_WORK TO BE COMPLETED_:
All lines below containing the string "Objective" are to be copied.

_WORKING DATA_:

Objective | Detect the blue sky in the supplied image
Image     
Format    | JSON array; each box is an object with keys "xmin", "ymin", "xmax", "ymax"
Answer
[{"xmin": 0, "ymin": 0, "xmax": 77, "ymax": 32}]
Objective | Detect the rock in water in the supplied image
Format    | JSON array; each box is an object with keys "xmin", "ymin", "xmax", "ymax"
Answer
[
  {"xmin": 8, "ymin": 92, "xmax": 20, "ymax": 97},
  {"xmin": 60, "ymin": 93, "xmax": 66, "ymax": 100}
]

---

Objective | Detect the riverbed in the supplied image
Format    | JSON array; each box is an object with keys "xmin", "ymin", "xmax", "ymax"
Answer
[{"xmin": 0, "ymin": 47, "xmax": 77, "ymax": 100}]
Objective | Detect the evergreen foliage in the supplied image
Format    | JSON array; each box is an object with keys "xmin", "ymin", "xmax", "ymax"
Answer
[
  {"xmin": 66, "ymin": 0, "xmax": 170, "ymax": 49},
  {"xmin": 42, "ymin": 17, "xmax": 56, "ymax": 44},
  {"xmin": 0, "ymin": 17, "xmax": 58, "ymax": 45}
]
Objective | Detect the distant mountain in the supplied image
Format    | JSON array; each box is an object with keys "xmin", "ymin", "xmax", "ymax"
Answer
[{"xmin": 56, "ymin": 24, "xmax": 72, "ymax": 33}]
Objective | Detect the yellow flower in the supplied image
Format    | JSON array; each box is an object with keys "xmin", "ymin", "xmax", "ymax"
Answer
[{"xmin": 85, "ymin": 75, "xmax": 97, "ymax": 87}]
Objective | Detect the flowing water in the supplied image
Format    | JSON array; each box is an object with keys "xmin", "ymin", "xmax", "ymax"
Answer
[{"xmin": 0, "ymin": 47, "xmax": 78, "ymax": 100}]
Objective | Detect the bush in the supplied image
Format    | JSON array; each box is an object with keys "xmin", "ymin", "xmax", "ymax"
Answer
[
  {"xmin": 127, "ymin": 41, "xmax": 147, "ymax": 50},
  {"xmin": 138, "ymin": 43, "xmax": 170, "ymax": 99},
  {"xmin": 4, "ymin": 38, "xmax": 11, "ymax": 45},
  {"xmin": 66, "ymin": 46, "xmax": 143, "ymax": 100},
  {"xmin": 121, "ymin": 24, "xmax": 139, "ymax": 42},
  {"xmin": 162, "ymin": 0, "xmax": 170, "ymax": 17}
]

_ANSWER BOX_:
Objective | Detect the blue sky in the supplied image
Objective | Detect the rock in water in the supplied image
Objective | Detect the riverbed in the supplied image
Objective | Detect the evergreen foliage in the supplied image
Objective | Detect the distant mountain in the supplied image
Objective | Detect the yellow flower in the supplied image
Objective | Detect the flowing water in the supplied image
Objective | Detect the bush in the supplied image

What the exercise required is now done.